=== Excerpted data ===
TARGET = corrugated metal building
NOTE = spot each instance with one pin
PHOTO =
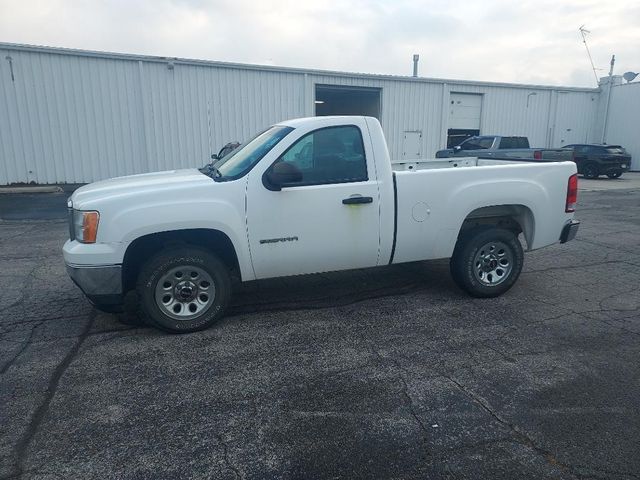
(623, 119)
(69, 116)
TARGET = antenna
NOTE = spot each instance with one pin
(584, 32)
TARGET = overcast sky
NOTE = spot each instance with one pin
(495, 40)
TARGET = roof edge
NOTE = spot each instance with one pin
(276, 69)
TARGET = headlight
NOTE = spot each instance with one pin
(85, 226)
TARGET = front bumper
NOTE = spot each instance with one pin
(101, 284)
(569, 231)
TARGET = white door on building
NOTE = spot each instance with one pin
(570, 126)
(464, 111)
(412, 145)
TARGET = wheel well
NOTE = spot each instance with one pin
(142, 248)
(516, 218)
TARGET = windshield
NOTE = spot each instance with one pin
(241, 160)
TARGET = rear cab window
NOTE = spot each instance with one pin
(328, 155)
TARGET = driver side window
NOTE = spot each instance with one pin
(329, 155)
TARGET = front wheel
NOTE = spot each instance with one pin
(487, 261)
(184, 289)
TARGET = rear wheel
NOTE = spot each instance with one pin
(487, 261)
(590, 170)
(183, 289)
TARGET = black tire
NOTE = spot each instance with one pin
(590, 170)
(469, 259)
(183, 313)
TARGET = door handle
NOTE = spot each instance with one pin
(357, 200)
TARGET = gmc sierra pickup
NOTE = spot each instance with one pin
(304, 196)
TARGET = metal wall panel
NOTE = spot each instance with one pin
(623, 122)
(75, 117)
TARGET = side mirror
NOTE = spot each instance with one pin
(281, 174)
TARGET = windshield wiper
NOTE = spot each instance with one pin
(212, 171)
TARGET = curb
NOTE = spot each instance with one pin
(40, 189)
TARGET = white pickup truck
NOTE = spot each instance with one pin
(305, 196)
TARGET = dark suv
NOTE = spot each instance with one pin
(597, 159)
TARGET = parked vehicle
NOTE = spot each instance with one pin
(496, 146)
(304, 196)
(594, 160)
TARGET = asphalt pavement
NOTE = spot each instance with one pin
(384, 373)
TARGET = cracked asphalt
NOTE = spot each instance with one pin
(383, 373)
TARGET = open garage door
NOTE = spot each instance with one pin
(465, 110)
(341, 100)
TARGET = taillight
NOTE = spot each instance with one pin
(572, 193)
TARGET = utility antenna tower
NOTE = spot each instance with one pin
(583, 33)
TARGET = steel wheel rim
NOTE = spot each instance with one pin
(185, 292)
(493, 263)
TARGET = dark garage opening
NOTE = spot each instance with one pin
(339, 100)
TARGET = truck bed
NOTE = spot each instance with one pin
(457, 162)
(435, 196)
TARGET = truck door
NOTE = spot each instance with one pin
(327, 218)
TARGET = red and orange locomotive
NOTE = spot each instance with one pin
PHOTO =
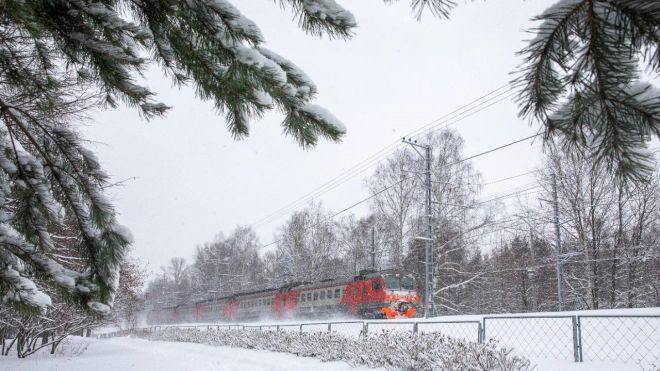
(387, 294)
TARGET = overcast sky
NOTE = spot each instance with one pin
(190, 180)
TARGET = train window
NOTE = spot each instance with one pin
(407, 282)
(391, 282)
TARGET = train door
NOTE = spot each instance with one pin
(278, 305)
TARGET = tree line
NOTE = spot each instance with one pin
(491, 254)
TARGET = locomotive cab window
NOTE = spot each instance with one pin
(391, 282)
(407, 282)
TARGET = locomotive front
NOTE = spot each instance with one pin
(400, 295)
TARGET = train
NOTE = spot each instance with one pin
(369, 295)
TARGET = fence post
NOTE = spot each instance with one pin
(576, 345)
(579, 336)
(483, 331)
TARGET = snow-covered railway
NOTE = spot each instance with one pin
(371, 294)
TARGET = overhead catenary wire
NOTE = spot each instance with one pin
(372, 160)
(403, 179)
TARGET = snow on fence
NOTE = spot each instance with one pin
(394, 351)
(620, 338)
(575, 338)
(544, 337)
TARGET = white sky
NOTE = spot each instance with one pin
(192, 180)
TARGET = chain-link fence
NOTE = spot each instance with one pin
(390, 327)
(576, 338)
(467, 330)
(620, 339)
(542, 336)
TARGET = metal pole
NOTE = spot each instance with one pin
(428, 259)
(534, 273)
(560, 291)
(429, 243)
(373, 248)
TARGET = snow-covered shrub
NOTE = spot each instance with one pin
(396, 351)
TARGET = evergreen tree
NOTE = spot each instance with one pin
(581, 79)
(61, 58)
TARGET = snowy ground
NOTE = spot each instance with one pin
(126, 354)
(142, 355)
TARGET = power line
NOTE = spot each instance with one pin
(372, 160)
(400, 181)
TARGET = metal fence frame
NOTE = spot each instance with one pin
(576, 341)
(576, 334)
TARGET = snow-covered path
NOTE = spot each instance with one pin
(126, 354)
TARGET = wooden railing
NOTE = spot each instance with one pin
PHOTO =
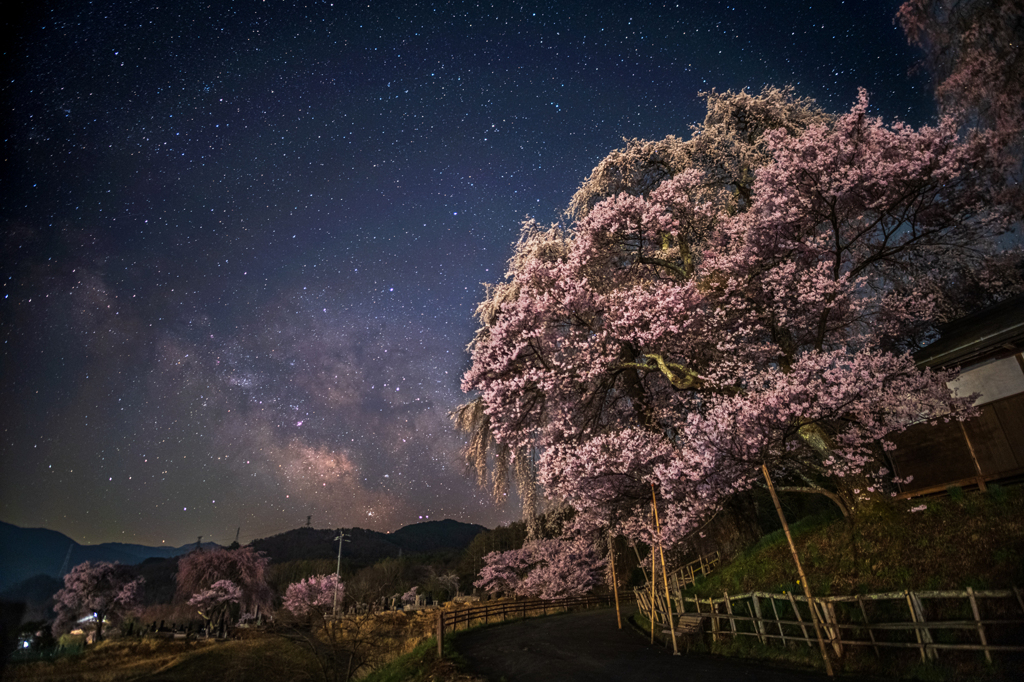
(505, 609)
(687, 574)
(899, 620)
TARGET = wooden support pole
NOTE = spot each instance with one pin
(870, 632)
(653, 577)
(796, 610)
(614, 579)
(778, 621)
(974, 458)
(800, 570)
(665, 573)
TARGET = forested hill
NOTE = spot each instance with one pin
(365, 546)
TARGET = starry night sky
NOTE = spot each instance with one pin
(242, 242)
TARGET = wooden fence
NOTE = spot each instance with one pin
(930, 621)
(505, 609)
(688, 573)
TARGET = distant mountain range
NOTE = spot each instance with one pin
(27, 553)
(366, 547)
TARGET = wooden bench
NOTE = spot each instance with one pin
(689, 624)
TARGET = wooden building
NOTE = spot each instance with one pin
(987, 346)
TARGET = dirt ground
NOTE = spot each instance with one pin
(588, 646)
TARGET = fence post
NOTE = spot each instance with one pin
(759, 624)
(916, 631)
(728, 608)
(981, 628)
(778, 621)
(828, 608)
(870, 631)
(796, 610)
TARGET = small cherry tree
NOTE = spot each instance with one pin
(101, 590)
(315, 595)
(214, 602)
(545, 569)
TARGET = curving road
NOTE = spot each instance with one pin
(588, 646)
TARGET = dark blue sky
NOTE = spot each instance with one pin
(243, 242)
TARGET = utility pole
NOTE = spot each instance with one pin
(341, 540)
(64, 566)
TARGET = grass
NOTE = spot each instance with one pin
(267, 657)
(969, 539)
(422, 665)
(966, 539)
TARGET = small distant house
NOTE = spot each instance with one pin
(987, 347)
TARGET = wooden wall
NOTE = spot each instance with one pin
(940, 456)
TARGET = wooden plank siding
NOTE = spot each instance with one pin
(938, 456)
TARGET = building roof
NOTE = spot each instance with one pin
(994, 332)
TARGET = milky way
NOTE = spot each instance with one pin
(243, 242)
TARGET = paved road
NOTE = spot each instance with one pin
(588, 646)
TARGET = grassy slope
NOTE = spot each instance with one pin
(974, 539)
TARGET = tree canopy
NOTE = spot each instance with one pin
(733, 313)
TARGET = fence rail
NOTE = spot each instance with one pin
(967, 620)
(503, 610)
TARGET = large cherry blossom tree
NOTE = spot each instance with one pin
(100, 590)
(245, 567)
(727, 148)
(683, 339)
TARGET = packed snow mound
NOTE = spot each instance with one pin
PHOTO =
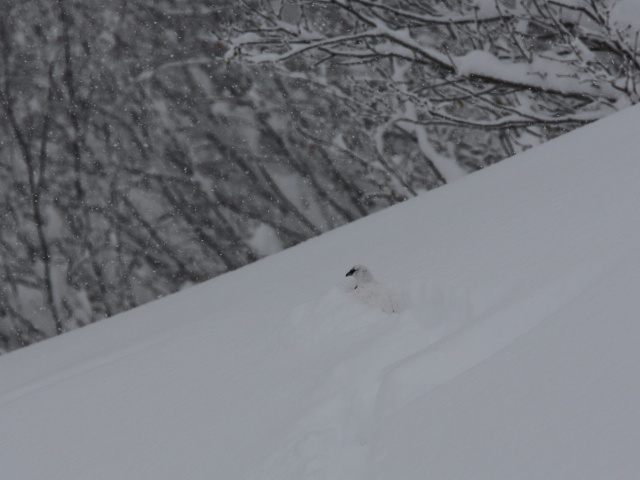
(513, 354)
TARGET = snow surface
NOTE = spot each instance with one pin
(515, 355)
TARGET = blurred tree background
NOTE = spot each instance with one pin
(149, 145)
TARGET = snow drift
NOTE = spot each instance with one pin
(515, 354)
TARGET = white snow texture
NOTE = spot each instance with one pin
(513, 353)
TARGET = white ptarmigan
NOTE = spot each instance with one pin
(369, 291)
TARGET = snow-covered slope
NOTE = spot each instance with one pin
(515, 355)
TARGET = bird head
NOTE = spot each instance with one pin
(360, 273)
===
▶ _Exercise_
Write out an exact copy of the lines beginning at the line that contains "TARGET = packed snow mound" and ending at the last line of the listing. Exclude pictures.

▶ _Result of the task_
TARGET = packed snow mound
NOTE = spot each instance with one pin
PHOTO =
(513, 354)
TARGET = snow surface
NOTE = spot each instance with one pin
(515, 355)
TARGET = blurred tree background
NOTE = spot each instance with one pin
(149, 145)
TARGET = snow drift
NOTE = spot each instance with one pin
(515, 354)
TARGET = white snow texture
NOTE = spot each instance with one pin
(513, 353)
TARGET = white ptarmigan
NOTE = spot each instance with one pin
(369, 291)
TARGET = snow-covered slope
NOTE = spot each instance with one pin
(515, 355)
TARGET = bird head
NOTE = spot each instance with one pin
(360, 273)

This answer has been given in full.